Johan Barthold Jongkind (born June 3, 1819 - died February 9, 1891, was a Dutch painter and printmaker regarded as a forerunner of Impressionism who greatly influenced Claude Monet.
Jongkind was born in the town of Lattrop in the Overijssel province of the Netherlands near the border with Germany. Trained at the art academy in The Hague, in 1846 he moved to the Montmartre Quarter of Paris, France where he studied under Eugène Isabey and Francois-Edouard Picot . Two years later, his work was accepted at the Paris Salon and he received acclaim from critic Charles Baudelaire and later on from Emile Zola. However, an alcoholic who suffered from depression, Johan Jongkind's life proved to be a series of ups and downs.
In 1855, Johan Jongkind returned to live in Rotterdam and remained there until 1860. Back in Paris, in 1861 he rented a studio on the rue de Chevreuse in Montparnasse where some of his paintings begin to provide a glimpse of the Impressionist style to come. In 1862 he befriended the young Claude Monet who would later refer to Jongk as the "Master." The following year Jongkind exhibited at the first Salon des Refusés. Despite several successes, in another of his down periods the Impressionist group did not accept his work for their first exhibition in 1874.
In 1878 with his wife, the painter Joséphine Fesser , Johan Jongkind moved to live in the small town of La Côte-Saint-André near Grenoble in the Isère département in the southeast of France where he died in 1891. He is buried there in the local cemetery.

## Supplied material
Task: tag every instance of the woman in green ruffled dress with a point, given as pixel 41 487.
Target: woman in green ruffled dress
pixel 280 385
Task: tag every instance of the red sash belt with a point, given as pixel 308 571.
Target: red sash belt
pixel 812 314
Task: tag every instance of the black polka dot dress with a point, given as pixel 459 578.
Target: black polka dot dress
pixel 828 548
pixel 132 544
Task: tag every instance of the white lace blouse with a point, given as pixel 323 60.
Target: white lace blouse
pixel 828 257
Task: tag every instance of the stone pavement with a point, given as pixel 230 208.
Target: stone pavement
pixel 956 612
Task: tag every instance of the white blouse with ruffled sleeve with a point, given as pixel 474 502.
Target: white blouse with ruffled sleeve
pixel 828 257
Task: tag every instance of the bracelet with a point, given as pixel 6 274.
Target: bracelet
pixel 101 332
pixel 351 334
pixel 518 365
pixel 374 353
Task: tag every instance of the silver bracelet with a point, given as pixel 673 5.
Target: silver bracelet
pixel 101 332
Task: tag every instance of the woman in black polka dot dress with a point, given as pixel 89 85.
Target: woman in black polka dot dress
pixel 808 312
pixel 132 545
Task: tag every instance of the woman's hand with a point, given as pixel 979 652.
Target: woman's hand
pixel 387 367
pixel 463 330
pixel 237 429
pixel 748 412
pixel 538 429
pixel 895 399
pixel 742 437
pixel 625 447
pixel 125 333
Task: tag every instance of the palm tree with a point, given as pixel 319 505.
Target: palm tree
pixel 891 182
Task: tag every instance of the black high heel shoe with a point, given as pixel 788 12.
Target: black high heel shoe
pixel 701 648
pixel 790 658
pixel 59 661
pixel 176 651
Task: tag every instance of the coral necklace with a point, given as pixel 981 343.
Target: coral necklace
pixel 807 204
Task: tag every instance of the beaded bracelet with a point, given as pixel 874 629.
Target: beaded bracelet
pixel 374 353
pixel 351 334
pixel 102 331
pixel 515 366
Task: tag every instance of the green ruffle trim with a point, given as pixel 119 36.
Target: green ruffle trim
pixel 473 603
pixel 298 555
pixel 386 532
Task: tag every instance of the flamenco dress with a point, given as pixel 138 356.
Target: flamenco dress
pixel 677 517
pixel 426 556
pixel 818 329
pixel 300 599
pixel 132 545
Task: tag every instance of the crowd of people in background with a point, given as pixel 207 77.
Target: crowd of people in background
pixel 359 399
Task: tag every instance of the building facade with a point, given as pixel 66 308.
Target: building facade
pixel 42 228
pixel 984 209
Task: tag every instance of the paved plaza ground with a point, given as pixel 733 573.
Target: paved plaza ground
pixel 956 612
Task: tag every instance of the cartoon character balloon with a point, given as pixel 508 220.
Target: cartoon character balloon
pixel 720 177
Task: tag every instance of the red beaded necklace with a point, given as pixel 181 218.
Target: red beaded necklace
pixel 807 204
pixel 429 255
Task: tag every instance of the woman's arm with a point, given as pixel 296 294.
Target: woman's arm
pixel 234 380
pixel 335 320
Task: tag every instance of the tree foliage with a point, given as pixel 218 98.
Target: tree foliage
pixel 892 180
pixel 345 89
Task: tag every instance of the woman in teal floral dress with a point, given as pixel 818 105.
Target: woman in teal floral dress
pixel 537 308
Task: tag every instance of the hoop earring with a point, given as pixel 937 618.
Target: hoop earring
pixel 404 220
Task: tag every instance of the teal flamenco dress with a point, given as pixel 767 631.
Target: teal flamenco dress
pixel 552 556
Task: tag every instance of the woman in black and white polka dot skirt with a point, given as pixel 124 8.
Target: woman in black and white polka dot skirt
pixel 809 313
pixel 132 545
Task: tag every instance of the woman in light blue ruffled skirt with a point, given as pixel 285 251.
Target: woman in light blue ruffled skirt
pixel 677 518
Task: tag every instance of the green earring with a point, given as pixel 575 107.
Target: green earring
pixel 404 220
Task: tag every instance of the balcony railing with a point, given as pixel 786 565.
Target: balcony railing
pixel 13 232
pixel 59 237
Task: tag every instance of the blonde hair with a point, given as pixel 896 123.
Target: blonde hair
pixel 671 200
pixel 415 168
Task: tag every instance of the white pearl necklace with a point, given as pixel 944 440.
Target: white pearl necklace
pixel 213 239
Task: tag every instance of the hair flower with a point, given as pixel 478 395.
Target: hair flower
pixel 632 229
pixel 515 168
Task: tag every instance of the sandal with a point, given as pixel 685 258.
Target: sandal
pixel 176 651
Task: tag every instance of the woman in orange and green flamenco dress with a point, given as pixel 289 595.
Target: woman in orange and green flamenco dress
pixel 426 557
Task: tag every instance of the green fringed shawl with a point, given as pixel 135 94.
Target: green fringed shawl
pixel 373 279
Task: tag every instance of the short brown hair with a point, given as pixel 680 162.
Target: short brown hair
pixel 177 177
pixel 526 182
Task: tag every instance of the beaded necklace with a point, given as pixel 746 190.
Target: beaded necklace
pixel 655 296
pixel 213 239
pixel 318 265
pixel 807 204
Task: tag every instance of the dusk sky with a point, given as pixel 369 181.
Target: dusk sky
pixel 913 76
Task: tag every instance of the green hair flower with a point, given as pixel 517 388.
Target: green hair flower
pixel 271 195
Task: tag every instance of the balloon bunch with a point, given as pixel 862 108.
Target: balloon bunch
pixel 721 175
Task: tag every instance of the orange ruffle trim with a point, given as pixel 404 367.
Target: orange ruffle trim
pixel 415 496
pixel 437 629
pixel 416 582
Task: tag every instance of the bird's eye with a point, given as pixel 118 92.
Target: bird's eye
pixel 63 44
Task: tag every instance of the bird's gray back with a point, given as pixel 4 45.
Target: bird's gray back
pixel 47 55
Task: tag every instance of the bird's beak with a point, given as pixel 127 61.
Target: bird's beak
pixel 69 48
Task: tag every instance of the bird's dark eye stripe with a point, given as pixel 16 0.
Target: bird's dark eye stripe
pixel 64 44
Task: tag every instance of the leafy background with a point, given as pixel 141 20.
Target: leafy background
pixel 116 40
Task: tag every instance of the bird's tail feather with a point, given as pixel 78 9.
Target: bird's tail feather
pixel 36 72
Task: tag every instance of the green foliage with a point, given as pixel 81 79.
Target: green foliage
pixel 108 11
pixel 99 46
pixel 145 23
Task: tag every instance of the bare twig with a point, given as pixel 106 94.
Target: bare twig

## Your instructions
Decide whether each statement agrees with the text about Johan Barthold Jongkind. Answer yes or no for each and quote the words from the text that decide it.
1. In Paris, Jongkind studied under Eugène Isabey.
2. The Impressionist group accepted Jongkind's work for their first exhibition in 1874.
3. Jongkind lived in Rotterdam from 1855 to 1860.

## Answer box
1. Yes: "he studied under Eugène Isabey and Francois-Edouard Picot"
2. No: "the Impressionist group did not accept his work for their first exhibition in 1874"
3. Yes: "In 1855, Johan Jongkind returned to live in Rotterdam and remained there until 1860."